From the entries below, transcribe exactly the lines between the line holding "Given the image above, locate every white shirt" and the line holding "Given the image above, locate every curved", inclusive; skip all other lines.
::: Provided records
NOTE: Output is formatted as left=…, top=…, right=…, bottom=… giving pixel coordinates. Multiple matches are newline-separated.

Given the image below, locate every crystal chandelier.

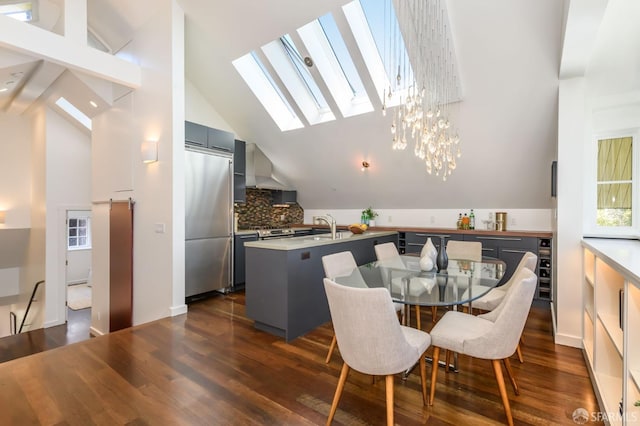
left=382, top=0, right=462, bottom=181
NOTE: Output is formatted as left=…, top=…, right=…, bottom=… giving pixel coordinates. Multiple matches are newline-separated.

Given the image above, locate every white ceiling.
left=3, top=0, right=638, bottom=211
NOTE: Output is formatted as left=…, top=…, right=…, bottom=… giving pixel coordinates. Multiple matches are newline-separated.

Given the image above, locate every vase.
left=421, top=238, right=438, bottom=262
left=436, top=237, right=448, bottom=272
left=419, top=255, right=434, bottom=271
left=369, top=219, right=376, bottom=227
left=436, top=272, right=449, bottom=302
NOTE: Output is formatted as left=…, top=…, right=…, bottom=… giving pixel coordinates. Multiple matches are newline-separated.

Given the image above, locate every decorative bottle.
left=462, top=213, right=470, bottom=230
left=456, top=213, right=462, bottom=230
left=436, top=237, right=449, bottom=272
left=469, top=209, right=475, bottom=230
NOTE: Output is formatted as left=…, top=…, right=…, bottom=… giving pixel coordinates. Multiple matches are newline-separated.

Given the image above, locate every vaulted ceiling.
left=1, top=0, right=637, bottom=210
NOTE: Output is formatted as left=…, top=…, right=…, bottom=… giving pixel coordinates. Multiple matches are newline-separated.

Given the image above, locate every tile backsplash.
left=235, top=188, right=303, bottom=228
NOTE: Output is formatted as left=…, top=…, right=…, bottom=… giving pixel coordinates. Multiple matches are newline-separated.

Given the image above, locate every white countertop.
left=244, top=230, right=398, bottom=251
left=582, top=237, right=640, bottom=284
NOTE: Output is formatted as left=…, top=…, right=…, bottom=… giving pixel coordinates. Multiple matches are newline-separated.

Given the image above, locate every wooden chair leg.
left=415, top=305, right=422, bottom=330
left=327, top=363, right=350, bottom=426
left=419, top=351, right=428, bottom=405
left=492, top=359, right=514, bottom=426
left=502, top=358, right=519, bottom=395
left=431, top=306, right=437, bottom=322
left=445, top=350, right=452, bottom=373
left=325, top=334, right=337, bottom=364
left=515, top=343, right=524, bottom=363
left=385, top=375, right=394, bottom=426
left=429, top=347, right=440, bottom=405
::::::
::: Provided records
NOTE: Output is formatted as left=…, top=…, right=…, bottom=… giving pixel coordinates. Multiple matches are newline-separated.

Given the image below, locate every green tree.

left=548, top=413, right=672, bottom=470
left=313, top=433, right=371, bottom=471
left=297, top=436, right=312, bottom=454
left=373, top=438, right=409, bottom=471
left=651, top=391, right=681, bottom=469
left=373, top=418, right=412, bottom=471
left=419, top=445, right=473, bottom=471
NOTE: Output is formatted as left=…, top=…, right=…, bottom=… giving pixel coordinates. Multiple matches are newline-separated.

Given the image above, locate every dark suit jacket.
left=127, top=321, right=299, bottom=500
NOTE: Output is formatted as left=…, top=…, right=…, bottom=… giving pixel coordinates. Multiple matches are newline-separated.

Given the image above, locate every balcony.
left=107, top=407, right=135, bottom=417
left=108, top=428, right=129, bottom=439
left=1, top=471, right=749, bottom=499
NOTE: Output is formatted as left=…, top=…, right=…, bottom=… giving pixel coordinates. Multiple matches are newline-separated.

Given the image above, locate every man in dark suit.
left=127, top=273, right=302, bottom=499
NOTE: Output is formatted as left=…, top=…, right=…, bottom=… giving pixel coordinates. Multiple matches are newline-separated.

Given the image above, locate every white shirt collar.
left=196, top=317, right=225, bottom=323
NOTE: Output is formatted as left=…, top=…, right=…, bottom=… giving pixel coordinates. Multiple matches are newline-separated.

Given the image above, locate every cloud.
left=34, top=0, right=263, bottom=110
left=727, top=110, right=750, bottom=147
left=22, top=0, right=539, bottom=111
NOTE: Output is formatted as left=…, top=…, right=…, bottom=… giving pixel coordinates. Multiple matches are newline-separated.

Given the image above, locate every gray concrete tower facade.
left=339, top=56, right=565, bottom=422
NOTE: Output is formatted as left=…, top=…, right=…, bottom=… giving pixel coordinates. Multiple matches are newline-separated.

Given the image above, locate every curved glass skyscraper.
::::::
::: Provided records
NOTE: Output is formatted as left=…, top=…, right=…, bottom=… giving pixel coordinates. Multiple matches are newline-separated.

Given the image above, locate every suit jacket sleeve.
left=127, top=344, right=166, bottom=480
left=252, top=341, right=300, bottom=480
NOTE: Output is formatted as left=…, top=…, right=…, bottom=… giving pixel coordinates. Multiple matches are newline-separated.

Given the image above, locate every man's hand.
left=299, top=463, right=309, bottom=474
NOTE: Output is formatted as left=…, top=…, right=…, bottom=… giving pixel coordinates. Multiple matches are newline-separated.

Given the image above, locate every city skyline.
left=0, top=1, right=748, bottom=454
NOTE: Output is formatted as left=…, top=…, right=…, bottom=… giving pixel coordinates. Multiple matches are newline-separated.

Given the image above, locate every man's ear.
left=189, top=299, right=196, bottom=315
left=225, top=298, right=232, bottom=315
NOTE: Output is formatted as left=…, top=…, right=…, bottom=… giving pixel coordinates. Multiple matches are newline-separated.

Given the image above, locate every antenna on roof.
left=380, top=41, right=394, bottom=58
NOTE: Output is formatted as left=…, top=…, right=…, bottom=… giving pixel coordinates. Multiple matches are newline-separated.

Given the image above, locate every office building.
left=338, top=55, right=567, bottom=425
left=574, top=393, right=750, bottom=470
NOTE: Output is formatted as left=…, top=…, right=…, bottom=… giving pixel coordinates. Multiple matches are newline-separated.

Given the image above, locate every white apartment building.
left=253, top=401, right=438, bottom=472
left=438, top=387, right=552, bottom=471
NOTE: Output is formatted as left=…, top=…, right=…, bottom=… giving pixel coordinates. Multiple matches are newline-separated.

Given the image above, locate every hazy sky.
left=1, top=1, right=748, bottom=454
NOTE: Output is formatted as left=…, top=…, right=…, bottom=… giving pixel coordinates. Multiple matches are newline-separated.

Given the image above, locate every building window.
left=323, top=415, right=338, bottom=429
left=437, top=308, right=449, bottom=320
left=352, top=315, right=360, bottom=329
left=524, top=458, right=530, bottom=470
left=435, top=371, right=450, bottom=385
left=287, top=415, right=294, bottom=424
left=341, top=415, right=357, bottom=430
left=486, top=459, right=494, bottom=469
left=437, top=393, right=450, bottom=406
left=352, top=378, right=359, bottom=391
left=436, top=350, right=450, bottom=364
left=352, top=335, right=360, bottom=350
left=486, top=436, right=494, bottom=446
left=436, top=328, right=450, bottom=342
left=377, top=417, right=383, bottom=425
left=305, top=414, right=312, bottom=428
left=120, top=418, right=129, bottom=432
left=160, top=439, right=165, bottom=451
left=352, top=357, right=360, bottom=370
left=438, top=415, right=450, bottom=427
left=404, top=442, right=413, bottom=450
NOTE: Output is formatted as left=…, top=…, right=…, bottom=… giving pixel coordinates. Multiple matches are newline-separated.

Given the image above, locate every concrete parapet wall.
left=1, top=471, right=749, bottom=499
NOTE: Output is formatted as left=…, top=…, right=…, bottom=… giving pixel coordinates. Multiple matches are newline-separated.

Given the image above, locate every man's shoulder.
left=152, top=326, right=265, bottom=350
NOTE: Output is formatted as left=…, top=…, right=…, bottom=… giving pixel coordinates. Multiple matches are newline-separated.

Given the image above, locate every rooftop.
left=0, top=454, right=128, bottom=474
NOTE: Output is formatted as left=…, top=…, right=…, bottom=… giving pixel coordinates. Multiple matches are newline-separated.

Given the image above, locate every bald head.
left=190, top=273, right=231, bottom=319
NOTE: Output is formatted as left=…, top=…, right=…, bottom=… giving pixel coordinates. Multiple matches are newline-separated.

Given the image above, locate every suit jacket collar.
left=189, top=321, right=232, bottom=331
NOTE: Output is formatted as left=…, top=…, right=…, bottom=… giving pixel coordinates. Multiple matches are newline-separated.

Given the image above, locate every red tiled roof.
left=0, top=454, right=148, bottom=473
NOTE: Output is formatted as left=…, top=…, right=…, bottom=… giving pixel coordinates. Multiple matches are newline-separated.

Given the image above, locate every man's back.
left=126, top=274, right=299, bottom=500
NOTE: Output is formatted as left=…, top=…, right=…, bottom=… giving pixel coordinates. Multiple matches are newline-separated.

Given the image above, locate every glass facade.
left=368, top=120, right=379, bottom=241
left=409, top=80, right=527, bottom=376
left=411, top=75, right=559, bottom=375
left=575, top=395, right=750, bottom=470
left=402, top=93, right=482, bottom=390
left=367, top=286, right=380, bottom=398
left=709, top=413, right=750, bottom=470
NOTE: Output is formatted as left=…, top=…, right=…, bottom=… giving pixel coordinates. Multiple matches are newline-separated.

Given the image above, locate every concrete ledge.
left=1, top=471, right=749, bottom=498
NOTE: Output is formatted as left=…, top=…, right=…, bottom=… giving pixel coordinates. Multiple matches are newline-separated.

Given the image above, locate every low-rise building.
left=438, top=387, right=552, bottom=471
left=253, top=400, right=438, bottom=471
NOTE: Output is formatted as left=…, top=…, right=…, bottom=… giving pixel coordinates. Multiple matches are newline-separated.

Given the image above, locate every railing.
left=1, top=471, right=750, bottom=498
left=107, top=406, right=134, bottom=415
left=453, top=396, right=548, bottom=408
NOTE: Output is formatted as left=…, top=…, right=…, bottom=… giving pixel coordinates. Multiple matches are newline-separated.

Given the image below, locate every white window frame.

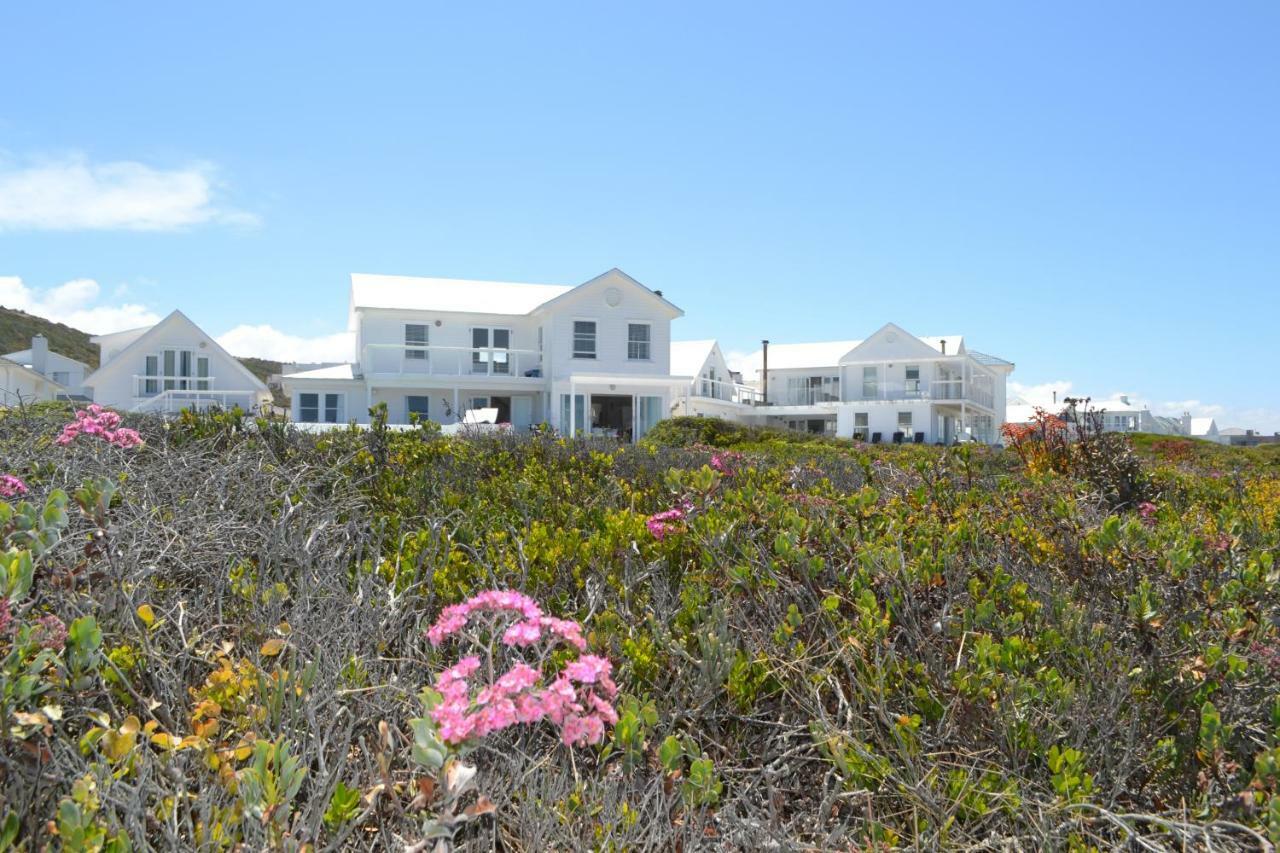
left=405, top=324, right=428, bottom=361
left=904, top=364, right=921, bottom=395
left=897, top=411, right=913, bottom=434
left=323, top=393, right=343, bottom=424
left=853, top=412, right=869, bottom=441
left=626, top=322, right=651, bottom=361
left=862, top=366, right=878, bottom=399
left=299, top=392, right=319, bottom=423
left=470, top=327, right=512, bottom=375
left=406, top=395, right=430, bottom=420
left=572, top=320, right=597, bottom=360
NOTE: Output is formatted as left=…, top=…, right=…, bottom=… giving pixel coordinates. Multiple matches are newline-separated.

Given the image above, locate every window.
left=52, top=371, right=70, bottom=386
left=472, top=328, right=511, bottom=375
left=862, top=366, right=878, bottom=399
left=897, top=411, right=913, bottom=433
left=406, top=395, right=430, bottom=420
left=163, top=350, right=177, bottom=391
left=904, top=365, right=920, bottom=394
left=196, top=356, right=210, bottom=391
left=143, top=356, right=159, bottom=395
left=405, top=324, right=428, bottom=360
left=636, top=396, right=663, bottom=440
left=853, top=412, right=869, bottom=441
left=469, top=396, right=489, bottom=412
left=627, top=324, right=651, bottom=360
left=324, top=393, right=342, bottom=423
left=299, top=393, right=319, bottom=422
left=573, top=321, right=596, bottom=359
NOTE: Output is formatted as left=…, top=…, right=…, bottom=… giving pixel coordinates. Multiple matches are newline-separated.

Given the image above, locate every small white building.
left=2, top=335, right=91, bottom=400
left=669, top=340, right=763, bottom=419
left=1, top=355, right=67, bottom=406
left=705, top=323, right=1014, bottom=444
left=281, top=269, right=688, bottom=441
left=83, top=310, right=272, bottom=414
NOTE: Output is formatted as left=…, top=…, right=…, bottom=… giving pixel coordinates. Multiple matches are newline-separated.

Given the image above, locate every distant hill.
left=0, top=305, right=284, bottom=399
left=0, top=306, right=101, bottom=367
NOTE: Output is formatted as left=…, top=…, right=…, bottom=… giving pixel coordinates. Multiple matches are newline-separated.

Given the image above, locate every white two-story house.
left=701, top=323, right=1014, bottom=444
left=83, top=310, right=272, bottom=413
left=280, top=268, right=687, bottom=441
::::::
**Answer to this task**
Given the image above, locate every white shirt collar.
left=196, top=317, right=225, bottom=323
NOTE: Output is formatted as left=…, top=…, right=…, bottom=… giving pixel coordinates. Multiple matches are newline-separated.

Given the image above, locate every cloud.
left=34, top=0, right=263, bottom=110
left=727, top=110, right=750, bottom=147
left=22, top=0, right=539, bottom=111
NOTE: Output is formatted as left=…, top=…, right=…, bottom=… giving pixel coordinates. Multiple matches are newline-separated.

Given the image above, locate every gray concrete tower facade.
left=339, top=56, right=565, bottom=422
NOTE: Output is formatted as left=…, top=…, right=…, bottom=… giving pixel coordinates. Multiple matches are newline-separated.

Given the image above, locate every curved glass skyscraper.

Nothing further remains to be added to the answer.